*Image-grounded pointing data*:

—————

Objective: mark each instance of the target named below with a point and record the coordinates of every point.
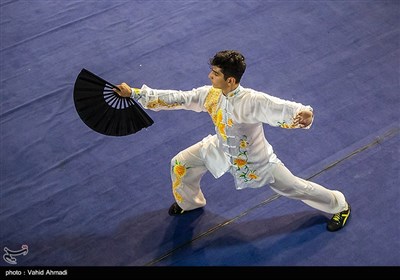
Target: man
(239, 145)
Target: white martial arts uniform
(239, 145)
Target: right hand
(123, 90)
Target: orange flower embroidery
(242, 164)
(179, 170)
(239, 162)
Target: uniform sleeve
(157, 99)
(261, 107)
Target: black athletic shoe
(339, 220)
(175, 210)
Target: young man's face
(217, 78)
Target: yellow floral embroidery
(179, 170)
(160, 103)
(211, 103)
(242, 164)
(286, 125)
(239, 162)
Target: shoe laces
(336, 217)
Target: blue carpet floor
(79, 198)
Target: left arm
(278, 112)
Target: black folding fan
(103, 110)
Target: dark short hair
(232, 63)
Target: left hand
(123, 90)
(303, 119)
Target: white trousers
(187, 169)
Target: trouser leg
(187, 169)
(312, 194)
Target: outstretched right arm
(156, 100)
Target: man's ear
(231, 80)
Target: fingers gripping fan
(103, 110)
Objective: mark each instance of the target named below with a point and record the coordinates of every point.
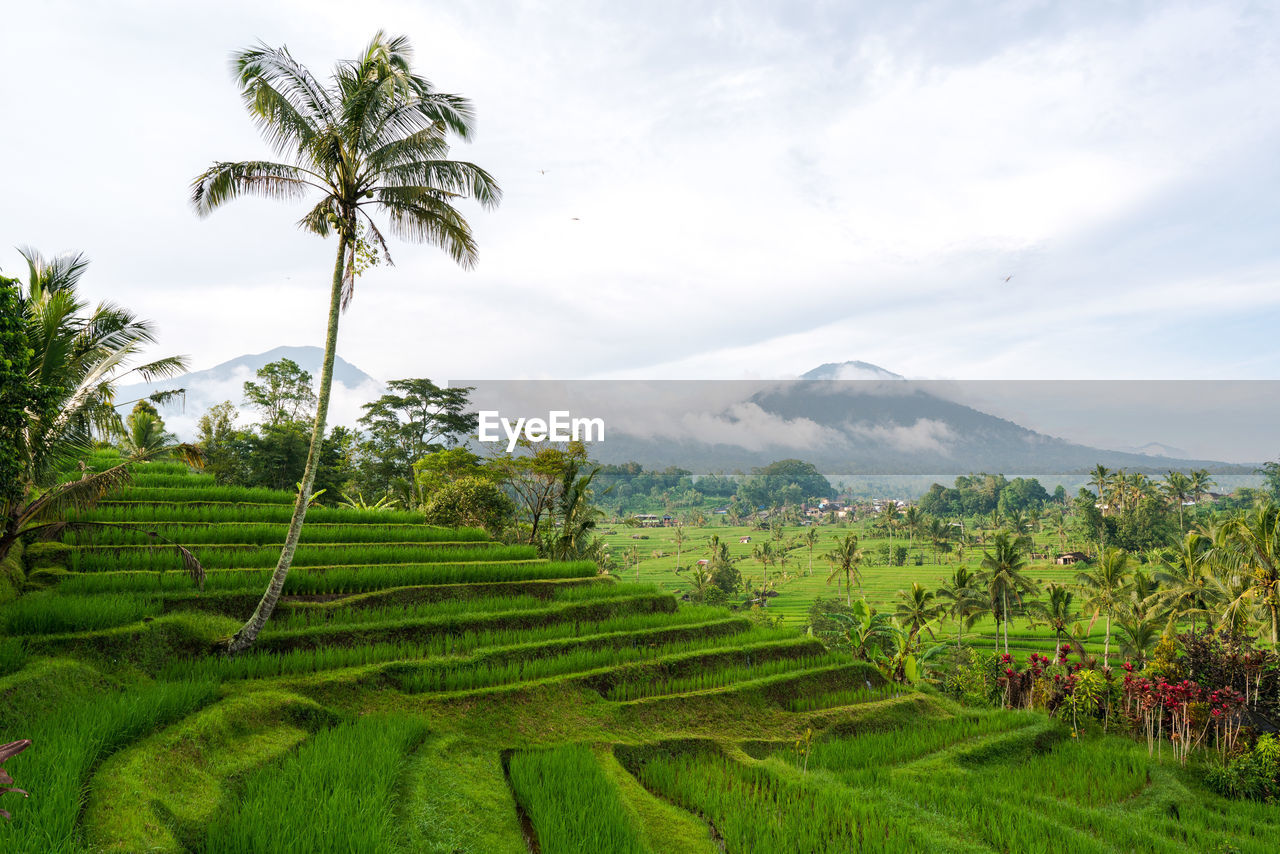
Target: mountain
(855, 418)
(850, 370)
(225, 382)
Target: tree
(1187, 574)
(1102, 587)
(961, 599)
(1176, 488)
(374, 140)
(1249, 547)
(474, 502)
(1004, 580)
(810, 540)
(412, 421)
(72, 357)
(1055, 612)
(144, 433)
(845, 560)
(917, 608)
(283, 393)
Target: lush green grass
(346, 776)
(323, 581)
(48, 612)
(721, 676)
(572, 805)
(269, 534)
(152, 558)
(68, 741)
(146, 512)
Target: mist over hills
(845, 418)
(225, 382)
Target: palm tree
(1002, 578)
(1201, 483)
(845, 560)
(1249, 548)
(1104, 585)
(810, 540)
(77, 357)
(1138, 635)
(963, 597)
(1055, 612)
(890, 519)
(1176, 489)
(376, 138)
(937, 531)
(1187, 576)
(913, 520)
(915, 608)
(1101, 479)
(144, 433)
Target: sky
(699, 190)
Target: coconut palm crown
(373, 141)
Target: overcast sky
(758, 187)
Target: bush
(1253, 775)
(469, 502)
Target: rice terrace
(279, 606)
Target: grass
(68, 741)
(346, 776)
(571, 804)
(382, 699)
(46, 612)
(324, 581)
(269, 534)
(149, 512)
(160, 793)
(721, 676)
(150, 558)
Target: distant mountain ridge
(863, 419)
(225, 380)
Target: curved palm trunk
(247, 634)
(1005, 596)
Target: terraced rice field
(798, 588)
(504, 704)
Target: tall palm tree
(1201, 483)
(1004, 580)
(890, 520)
(1176, 488)
(1249, 548)
(845, 560)
(960, 598)
(374, 140)
(1187, 572)
(1104, 585)
(1101, 479)
(1055, 612)
(810, 540)
(913, 520)
(937, 531)
(77, 356)
(917, 608)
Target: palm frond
(227, 181)
(291, 106)
(456, 177)
(417, 215)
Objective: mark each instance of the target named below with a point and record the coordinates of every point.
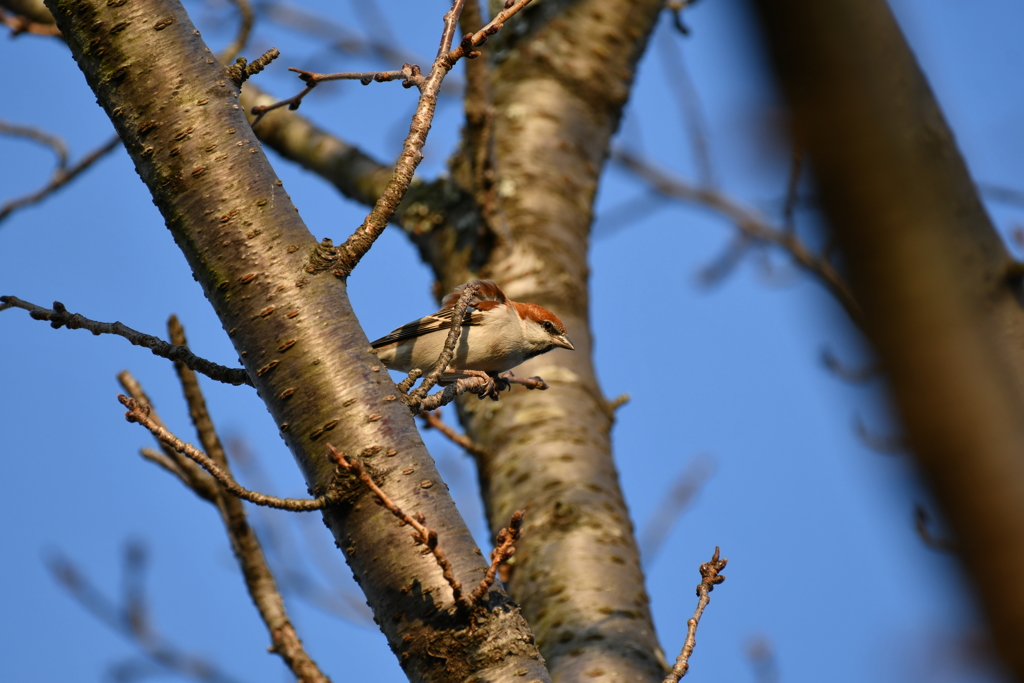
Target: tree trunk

—————

*Goal of the exercise*:
I'd like the data above duplicated exactly, with no pictures included.

*Written response*:
Objective: mark each instance of the target named below with a point and record the coordinates of every point.
Target: man
(239, 145)
Target: white martial arts uniform
(239, 145)
Target: right hand
(123, 90)
Target: orange flower embroidery
(242, 164)
(179, 170)
(239, 162)
Target: uniform sleeve
(157, 99)
(261, 107)
Target: black athletic shoe
(339, 220)
(175, 210)
Target: young man's face
(217, 78)
Target: yellow floral embroidery
(179, 170)
(160, 103)
(211, 103)
(242, 164)
(286, 125)
(239, 162)
Target: shoe laces
(336, 217)
Target: blue carpet floor
(79, 198)
Target: left arm
(278, 112)
Target: black folding fan
(103, 110)
Target: dark short hair
(232, 63)
Target: left hand
(123, 90)
(303, 119)
Target: white trousers
(187, 169)
Target: trouser leg
(187, 169)
(312, 194)
Target: outstretched right arm
(156, 100)
Target: man's ear
(231, 80)
Target: fingers gripping fan
(103, 110)
Objective: mark each instance of the target named below with a point and record the coordinates of every point.
Target: mountain
(855, 418)
(850, 370)
(225, 382)
Target: tree
(1187, 574)
(1102, 587)
(961, 599)
(1176, 488)
(374, 140)
(1249, 547)
(474, 502)
(1004, 580)
(810, 540)
(412, 421)
(72, 357)
(1055, 612)
(144, 433)
(845, 560)
(917, 608)
(283, 393)
Target: lush green grass
(346, 776)
(323, 581)
(48, 612)
(721, 676)
(572, 805)
(269, 534)
(152, 558)
(68, 741)
(146, 512)
Target: mist over hills
(845, 418)
(225, 382)
Target: palm tree
(1002, 578)
(1201, 483)
(845, 560)
(1249, 548)
(1104, 585)
(810, 540)
(77, 357)
(1138, 635)
(963, 597)
(1055, 612)
(890, 519)
(1176, 489)
(376, 138)
(937, 531)
(1187, 576)
(913, 520)
(915, 608)
(1101, 479)
(144, 433)
Target: sky
(699, 190)
Target: coconut palm crown
(373, 141)
Target: overcast sky
(758, 187)
Target: bush
(1253, 775)
(469, 502)
Target: rice terrace
(279, 606)
Target: grass
(68, 741)
(346, 776)
(571, 804)
(382, 699)
(46, 612)
(324, 581)
(269, 534)
(149, 512)
(160, 793)
(721, 676)
(150, 558)
Target: distant mountain ridge
(863, 419)
(225, 380)
Target: curved palm trunk
(247, 634)
(1005, 596)
Target: terraced rice field
(798, 588)
(504, 704)
Target: tall palm tree
(1201, 483)
(1004, 580)
(890, 520)
(1176, 488)
(1249, 548)
(845, 560)
(960, 598)
(374, 140)
(1187, 572)
(1104, 585)
(1101, 479)
(1055, 612)
(810, 540)
(913, 520)
(937, 531)
(77, 356)
(917, 608)
Target: palm frond
(227, 181)
(291, 106)
(456, 177)
(417, 215)
Objective: mark each instance of the target named below with a point and record the coordinates of every point.
Target: tree trunk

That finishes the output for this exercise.